→ **Your goal**:
Search the data for the string "pebble", and report each line where it is found.

[Saved entries]
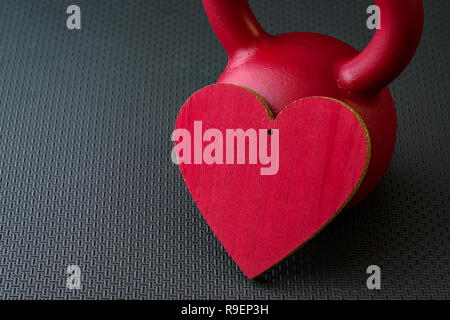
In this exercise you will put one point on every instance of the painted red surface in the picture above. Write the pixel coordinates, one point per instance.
(288, 67)
(260, 219)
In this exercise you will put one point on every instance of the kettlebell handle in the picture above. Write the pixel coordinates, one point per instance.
(385, 57)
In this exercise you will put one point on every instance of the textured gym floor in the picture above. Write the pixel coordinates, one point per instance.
(86, 176)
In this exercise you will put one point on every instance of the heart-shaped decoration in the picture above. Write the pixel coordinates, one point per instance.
(263, 203)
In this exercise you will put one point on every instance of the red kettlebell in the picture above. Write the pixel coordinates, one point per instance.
(288, 67)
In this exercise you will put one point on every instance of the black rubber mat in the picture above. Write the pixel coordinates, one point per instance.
(86, 176)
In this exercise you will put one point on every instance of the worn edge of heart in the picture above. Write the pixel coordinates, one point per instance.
(355, 189)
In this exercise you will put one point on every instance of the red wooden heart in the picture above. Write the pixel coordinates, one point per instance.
(324, 150)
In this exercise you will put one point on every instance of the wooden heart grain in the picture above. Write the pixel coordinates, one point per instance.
(324, 151)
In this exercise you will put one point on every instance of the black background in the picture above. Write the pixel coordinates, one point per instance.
(86, 176)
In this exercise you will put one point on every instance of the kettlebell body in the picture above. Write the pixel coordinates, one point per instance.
(289, 67)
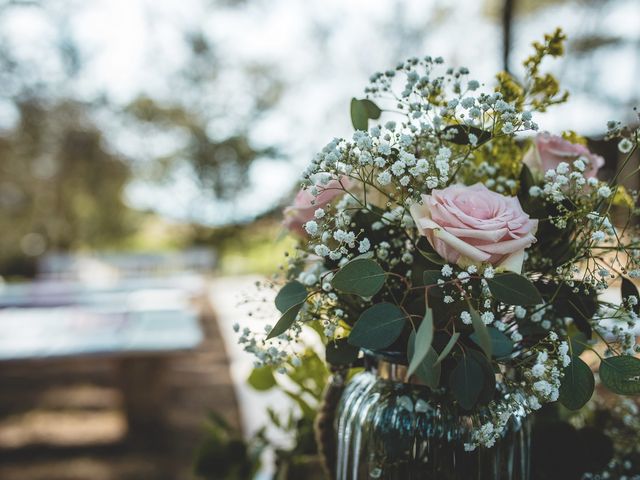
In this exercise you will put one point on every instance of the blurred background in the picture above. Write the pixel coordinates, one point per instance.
(146, 151)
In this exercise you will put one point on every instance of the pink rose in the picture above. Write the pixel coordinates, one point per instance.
(473, 225)
(549, 151)
(305, 205)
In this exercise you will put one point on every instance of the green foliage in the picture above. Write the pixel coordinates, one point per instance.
(467, 381)
(262, 378)
(304, 385)
(621, 374)
(285, 321)
(448, 347)
(514, 289)
(459, 134)
(428, 370)
(628, 289)
(577, 384)
(361, 111)
(340, 352)
(224, 455)
(293, 293)
(544, 89)
(362, 277)
(481, 333)
(501, 345)
(378, 327)
(430, 277)
(422, 342)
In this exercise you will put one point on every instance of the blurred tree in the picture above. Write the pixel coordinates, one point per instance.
(62, 171)
(60, 187)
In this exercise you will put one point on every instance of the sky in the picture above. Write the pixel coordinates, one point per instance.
(323, 51)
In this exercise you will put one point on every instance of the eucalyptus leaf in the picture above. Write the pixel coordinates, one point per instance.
(628, 289)
(448, 347)
(621, 374)
(501, 345)
(378, 326)
(423, 340)
(459, 134)
(577, 384)
(481, 333)
(431, 277)
(340, 352)
(359, 115)
(514, 289)
(489, 377)
(262, 378)
(285, 321)
(362, 277)
(526, 182)
(429, 370)
(373, 111)
(291, 294)
(467, 381)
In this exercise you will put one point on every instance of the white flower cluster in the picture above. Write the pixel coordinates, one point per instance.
(541, 385)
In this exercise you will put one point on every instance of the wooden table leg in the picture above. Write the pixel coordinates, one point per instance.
(143, 392)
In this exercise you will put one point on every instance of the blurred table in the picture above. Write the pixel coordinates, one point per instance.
(138, 329)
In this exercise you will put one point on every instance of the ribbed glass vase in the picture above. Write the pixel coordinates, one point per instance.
(389, 429)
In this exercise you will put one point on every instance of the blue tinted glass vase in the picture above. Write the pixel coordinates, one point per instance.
(389, 429)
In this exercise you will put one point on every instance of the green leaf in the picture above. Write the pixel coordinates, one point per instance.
(362, 277)
(424, 338)
(489, 378)
(628, 288)
(577, 384)
(359, 115)
(448, 347)
(378, 326)
(621, 374)
(461, 133)
(526, 182)
(291, 294)
(501, 345)
(262, 379)
(481, 333)
(286, 320)
(467, 381)
(373, 111)
(514, 289)
(431, 277)
(340, 352)
(429, 370)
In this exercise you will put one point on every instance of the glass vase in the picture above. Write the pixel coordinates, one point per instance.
(389, 429)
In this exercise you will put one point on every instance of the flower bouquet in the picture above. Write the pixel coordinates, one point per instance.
(449, 237)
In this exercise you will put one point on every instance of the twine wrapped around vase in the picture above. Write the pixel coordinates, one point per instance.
(324, 424)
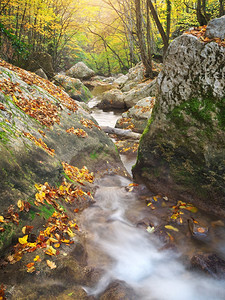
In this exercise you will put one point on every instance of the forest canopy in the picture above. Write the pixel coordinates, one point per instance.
(109, 35)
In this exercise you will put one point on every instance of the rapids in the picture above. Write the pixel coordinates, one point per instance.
(131, 254)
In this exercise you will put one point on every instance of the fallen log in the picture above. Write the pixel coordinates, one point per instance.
(126, 133)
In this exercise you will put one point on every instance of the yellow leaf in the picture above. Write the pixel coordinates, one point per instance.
(51, 264)
(50, 251)
(70, 232)
(14, 98)
(20, 205)
(23, 240)
(37, 258)
(171, 228)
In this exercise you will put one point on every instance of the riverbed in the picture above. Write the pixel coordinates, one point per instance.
(124, 239)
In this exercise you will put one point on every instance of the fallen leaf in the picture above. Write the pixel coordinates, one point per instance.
(51, 264)
(23, 240)
(171, 228)
(37, 258)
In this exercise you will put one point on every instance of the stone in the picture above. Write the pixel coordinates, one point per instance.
(25, 162)
(81, 71)
(113, 99)
(141, 91)
(121, 80)
(41, 73)
(210, 264)
(138, 115)
(181, 152)
(41, 60)
(74, 87)
(216, 28)
(118, 290)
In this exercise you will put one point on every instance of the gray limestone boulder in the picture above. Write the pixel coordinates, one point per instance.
(41, 73)
(121, 80)
(74, 87)
(113, 99)
(216, 28)
(41, 60)
(81, 71)
(137, 116)
(41, 127)
(181, 152)
(141, 91)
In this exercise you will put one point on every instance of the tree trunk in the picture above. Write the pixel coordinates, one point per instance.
(168, 18)
(147, 62)
(159, 25)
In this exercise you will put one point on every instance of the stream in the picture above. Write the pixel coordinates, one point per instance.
(128, 253)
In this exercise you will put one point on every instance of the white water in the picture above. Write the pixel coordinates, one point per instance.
(134, 255)
(130, 254)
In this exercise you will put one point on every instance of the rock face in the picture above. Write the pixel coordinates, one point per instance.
(137, 115)
(141, 91)
(74, 87)
(41, 60)
(182, 149)
(112, 99)
(81, 71)
(216, 28)
(41, 127)
(41, 73)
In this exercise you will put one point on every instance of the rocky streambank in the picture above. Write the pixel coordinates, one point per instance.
(181, 152)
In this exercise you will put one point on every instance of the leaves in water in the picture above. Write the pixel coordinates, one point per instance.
(170, 227)
(23, 240)
(51, 264)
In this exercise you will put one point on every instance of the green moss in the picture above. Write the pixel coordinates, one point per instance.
(205, 111)
(94, 155)
(3, 137)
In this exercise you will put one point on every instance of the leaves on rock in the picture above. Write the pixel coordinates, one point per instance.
(51, 264)
(200, 31)
(88, 123)
(79, 132)
(40, 143)
(170, 227)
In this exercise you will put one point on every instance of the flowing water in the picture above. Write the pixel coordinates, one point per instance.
(131, 254)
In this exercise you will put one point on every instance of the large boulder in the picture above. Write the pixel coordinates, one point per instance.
(113, 99)
(81, 71)
(136, 118)
(141, 91)
(41, 127)
(181, 152)
(40, 60)
(216, 28)
(74, 87)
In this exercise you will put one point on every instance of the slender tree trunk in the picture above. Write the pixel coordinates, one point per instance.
(221, 11)
(200, 17)
(168, 18)
(159, 25)
(147, 62)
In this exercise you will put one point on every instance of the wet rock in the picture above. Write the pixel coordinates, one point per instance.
(118, 290)
(141, 91)
(75, 293)
(184, 143)
(216, 28)
(138, 115)
(41, 60)
(121, 80)
(24, 162)
(81, 71)
(41, 73)
(74, 87)
(210, 264)
(198, 230)
(113, 99)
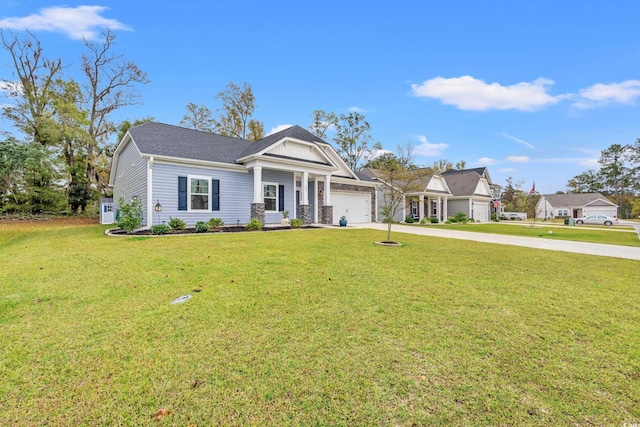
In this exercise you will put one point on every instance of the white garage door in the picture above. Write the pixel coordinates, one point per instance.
(481, 212)
(355, 206)
(600, 211)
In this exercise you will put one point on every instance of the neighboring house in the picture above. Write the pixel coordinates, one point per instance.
(473, 193)
(195, 175)
(574, 205)
(429, 201)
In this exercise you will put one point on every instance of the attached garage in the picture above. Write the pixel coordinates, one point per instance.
(356, 207)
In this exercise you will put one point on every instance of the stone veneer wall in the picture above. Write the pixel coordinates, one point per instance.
(326, 215)
(257, 211)
(349, 187)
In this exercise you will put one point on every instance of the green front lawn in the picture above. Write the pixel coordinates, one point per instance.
(312, 327)
(616, 236)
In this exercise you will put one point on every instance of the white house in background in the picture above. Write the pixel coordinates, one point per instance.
(195, 176)
(574, 205)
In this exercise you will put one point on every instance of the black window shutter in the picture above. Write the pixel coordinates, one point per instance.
(280, 198)
(215, 194)
(182, 193)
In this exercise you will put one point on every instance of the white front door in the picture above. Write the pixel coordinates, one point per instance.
(107, 216)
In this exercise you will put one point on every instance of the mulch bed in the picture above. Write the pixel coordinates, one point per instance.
(192, 230)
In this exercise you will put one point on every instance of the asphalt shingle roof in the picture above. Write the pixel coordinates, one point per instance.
(574, 199)
(167, 140)
(174, 141)
(462, 182)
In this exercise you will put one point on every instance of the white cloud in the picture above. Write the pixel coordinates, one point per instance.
(469, 93)
(486, 161)
(278, 129)
(521, 141)
(358, 110)
(518, 159)
(590, 163)
(601, 94)
(428, 149)
(75, 22)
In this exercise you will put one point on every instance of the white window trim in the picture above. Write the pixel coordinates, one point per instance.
(277, 195)
(206, 178)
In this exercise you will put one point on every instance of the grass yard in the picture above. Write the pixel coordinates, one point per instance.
(625, 236)
(311, 327)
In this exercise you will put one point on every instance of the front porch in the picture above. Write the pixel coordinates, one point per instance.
(424, 205)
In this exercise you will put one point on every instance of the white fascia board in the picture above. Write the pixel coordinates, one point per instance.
(607, 202)
(126, 139)
(261, 153)
(336, 157)
(289, 165)
(196, 163)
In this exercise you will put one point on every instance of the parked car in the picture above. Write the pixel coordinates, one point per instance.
(597, 219)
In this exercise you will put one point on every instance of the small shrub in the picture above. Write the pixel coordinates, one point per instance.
(160, 229)
(130, 218)
(202, 227)
(177, 224)
(216, 223)
(254, 224)
(460, 217)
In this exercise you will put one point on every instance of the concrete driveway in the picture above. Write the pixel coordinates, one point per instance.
(616, 251)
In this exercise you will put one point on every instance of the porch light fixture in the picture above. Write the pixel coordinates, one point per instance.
(158, 209)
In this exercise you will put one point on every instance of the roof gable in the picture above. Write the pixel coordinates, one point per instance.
(576, 200)
(462, 183)
(158, 139)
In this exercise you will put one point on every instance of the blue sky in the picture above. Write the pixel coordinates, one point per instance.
(533, 90)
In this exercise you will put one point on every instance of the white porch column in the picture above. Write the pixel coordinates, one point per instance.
(257, 185)
(327, 190)
(404, 208)
(304, 196)
(444, 209)
(294, 214)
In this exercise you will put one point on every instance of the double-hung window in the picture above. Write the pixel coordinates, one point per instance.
(199, 193)
(270, 193)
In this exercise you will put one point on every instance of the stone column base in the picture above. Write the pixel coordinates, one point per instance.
(257, 211)
(326, 215)
(304, 213)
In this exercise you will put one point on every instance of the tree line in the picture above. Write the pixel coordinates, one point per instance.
(60, 159)
(618, 177)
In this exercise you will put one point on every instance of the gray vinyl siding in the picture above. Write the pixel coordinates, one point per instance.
(131, 178)
(454, 206)
(236, 194)
(312, 200)
(280, 178)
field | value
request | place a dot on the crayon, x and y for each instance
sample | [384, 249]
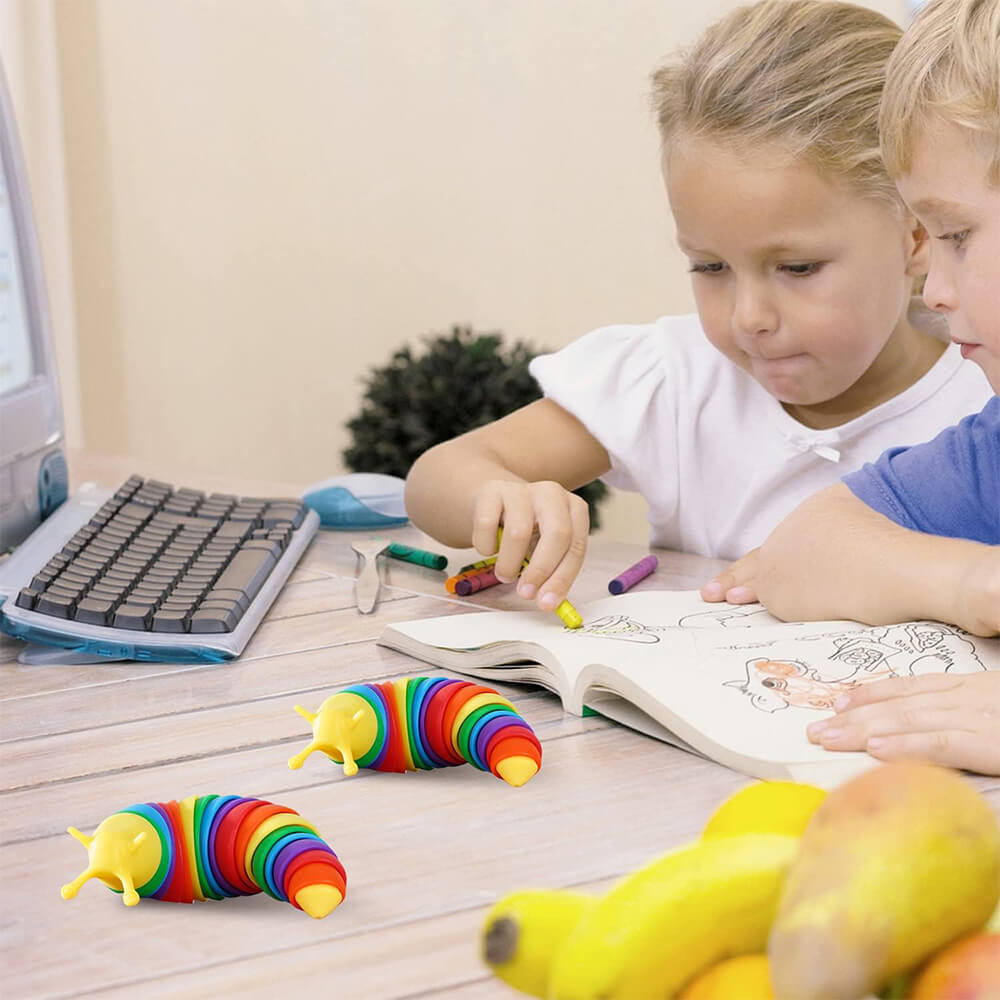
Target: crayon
[482, 564]
[452, 581]
[419, 556]
[571, 618]
[631, 576]
[479, 580]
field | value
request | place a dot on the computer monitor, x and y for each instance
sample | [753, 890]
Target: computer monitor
[33, 474]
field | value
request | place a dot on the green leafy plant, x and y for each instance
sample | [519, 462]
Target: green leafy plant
[461, 380]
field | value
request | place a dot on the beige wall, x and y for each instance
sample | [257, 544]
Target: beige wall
[268, 196]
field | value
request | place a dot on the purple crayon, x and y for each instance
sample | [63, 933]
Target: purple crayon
[633, 575]
[476, 581]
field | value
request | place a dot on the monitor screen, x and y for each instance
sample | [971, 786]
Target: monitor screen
[16, 364]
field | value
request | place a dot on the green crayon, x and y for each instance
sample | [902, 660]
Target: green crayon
[430, 559]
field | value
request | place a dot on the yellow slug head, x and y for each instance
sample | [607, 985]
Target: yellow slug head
[124, 852]
[344, 728]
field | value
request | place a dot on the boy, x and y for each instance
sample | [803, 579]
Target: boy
[917, 533]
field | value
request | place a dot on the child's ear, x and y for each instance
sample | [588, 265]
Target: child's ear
[918, 249]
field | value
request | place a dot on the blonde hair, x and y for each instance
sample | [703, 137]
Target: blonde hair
[947, 66]
[806, 75]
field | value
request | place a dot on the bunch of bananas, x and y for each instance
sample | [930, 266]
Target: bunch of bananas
[788, 893]
[667, 921]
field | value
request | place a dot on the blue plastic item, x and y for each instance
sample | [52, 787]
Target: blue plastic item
[358, 500]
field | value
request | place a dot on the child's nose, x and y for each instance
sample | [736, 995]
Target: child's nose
[754, 312]
[939, 289]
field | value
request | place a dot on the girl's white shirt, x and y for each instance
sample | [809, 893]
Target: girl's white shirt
[717, 458]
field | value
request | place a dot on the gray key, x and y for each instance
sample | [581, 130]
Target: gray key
[247, 572]
[57, 605]
[133, 616]
[93, 611]
[213, 620]
[136, 511]
[168, 620]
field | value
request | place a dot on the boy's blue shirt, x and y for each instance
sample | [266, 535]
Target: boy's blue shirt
[949, 486]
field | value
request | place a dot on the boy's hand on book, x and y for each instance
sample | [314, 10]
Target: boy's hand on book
[736, 583]
[544, 515]
[950, 719]
[976, 598]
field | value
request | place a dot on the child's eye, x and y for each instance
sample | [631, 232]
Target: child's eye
[801, 270]
[957, 238]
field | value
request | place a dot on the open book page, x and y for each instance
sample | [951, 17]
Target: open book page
[730, 681]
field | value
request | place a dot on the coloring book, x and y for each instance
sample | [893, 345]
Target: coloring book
[727, 681]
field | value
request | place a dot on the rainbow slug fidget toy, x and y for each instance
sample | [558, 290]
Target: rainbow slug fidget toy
[211, 847]
[422, 723]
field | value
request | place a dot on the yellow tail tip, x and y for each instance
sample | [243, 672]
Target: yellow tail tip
[517, 771]
[569, 615]
[319, 900]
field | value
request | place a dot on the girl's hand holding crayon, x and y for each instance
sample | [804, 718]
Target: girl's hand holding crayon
[541, 520]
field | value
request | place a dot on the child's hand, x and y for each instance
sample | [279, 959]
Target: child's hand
[736, 583]
[976, 605]
[559, 519]
[950, 719]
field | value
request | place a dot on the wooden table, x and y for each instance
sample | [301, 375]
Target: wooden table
[425, 853]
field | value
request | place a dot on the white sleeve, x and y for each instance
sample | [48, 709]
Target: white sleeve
[618, 382]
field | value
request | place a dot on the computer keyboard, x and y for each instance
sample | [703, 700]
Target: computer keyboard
[179, 566]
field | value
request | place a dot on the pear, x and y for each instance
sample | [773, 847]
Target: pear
[894, 865]
[969, 969]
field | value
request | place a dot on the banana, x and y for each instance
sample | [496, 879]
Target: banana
[673, 918]
[523, 932]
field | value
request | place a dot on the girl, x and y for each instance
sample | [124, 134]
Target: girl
[804, 360]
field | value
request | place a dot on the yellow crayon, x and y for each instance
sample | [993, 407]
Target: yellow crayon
[569, 615]
[571, 618]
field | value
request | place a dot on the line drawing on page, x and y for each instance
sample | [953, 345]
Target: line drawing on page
[846, 660]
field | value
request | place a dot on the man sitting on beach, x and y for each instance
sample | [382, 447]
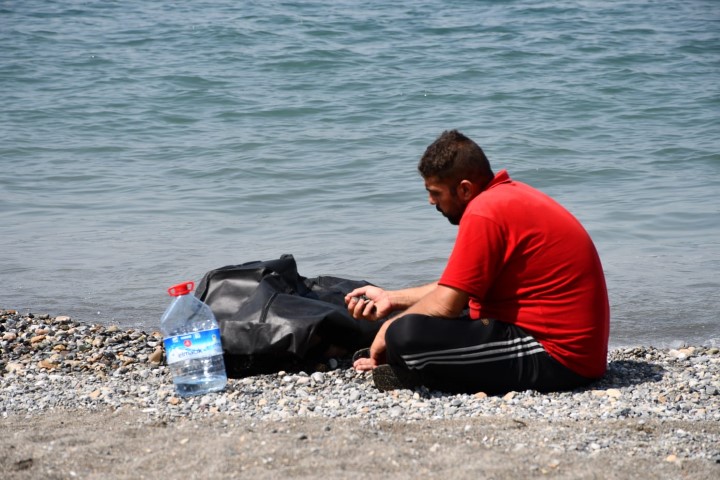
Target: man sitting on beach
[522, 302]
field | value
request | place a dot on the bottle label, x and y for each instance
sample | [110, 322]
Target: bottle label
[202, 344]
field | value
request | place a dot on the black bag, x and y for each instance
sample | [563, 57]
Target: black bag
[271, 318]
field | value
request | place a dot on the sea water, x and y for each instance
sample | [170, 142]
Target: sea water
[145, 142]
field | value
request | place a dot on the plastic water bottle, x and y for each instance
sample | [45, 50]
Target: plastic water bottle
[193, 347]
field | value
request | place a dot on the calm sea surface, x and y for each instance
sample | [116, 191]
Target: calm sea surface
[145, 143]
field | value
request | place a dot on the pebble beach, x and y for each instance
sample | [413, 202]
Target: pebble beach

→ **Answer box**:
request | place a dot on the pebble beach, x and y for each instance
Target: pebble beach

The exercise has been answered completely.